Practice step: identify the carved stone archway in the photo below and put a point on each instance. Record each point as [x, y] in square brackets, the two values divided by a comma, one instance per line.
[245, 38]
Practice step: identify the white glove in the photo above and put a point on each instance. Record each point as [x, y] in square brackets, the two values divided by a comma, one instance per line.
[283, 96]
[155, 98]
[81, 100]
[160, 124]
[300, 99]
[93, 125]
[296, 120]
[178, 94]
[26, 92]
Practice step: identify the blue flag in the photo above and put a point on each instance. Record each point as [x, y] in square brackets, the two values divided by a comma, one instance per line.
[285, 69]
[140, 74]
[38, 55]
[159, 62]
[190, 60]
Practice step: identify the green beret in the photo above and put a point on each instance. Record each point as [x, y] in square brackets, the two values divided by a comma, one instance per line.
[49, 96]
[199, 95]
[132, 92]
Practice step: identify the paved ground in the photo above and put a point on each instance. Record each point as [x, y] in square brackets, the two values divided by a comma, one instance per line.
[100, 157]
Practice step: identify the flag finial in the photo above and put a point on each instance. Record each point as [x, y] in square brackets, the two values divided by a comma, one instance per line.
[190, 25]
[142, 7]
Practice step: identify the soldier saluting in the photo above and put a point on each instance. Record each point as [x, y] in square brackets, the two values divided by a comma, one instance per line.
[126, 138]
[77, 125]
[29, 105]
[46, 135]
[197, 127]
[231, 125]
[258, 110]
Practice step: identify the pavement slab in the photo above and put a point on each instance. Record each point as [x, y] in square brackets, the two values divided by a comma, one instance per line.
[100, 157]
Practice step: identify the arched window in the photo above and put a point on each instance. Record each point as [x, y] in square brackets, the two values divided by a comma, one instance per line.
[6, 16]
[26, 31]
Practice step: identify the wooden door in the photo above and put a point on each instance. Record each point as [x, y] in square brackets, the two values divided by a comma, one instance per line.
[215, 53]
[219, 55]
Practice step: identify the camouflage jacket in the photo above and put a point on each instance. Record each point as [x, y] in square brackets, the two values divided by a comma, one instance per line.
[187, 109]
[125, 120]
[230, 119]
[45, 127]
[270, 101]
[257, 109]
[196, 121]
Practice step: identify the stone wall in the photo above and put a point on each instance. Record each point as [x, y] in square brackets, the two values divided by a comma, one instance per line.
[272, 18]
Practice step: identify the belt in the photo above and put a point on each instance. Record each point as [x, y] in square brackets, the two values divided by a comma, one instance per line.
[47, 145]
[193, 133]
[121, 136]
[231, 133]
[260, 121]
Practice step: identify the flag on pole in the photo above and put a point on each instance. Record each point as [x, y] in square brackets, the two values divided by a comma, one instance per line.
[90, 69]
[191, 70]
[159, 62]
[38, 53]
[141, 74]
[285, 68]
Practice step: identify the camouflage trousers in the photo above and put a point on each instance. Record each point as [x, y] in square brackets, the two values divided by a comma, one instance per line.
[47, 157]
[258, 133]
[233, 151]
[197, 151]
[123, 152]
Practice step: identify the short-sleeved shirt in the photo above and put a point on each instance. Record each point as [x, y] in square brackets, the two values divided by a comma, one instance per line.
· · · · · · ·
Every entry is to be restated exactly, with no line dropped.

● ANSWER FOR THE TASK:
Practice step: identify the carved stone archway in the photo below and put a point on each instance. Record each point as [x, y] in square brackets, the two values divided by a comma, one instance per line.
[245, 38]
Practice step: identify the white glove in the photo above and put a point on each instance. Record each point as [x, y] in square brackets, the two values divided by a comma, one instance per line.
[283, 96]
[155, 98]
[81, 100]
[160, 124]
[300, 99]
[93, 125]
[296, 120]
[178, 94]
[26, 92]
Practice step: identify the blue flag in the photo above and put a point on each instance. Record each point as [x, y] in square brackets, the two values divided by a comma, one instance per line.
[285, 69]
[140, 74]
[38, 55]
[159, 62]
[190, 60]
Practice step: identify the green beret in the photo above and put a point on each instance. Record each point as [x, y] in square brackets, the two values divided by a comma, one instance per line.
[49, 96]
[199, 95]
[132, 92]
Practice step: identify the paved ground in the photo above and put a point on each instance. Record each point as [x, y] in square brackets, the two values divided by a comma, one instance per line.
[100, 157]
Practice step: identify the flag finial in the photo above and put a point on each instance. Record each point as [x, y] in square brackets, the two values divided by a comma, one instance per line.
[190, 25]
[142, 7]
Practice step: identify the soldier saluting in the photo above and put a point on each instance. Record each point as [x, y] in square brackets, the two values divided by a comma, one instance per line.
[126, 138]
[77, 125]
[29, 105]
[46, 135]
[197, 127]
[231, 125]
[258, 110]
Practice step: identify the pavement slab in the photo above and put a point on each instance. Record each point as [x, y] in square brackets, the two values divided by a comma, one instance per line.
[100, 157]
Practice step: identify the arched window in the photo above and put a point on each instance. Record each point as [x, y] in square brackets, the two values divided by a comma, one instance per line.
[6, 16]
[26, 31]
Practice step: identify the wooden door in the photo above and put a point on each instance. Record each point as [x, y] in square brackets, the two values divided by a comma, one instance per line.
[215, 53]
[219, 55]
Practice step: identify the camouflage jacket in the photo above and put a point on each instance. Record each point as [x, y] in square brackets, the two values divided by a comma, one instance per line.
[187, 109]
[125, 120]
[230, 119]
[45, 127]
[270, 101]
[257, 109]
[196, 121]
Practice step: identify the stone wall in the photo above and put a point on each instance. Record each point as [x, y] in square brackets, the two values divided by a comma, one instance per line.
[272, 18]
Practice step: identify the belt in the photo above and put a point on each instance. Record each point as [x, y] in square brackets, the two values divided by a comma, one instance per line.
[47, 145]
[193, 133]
[121, 136]
[231, 133]
[260, 121]
Practice step: identify the flag on pole in the photo above and put a point on each instance. Record each point as [x, y] in square brackets, the two values divided by a comma, one instance per line.
[90, 69]
[191, 70]
[159, 62]
[38, 53]
[141, 74]
[285, 68]
Practice step: identify the camouflage trousers in the photo above and put a point on each instance. Record each point as [x, y] in square brackets, the two values divided by a comma, one instance per line.
[47, 157]
[258, 133]
[233, 151]
[197, 151]
[123, 152]
Practice step: identify the short-sleeved shirt in the photo above and put a point on each instance. Record each point as [x, y] in square brackets, the two values divided by a comma, one instance per line.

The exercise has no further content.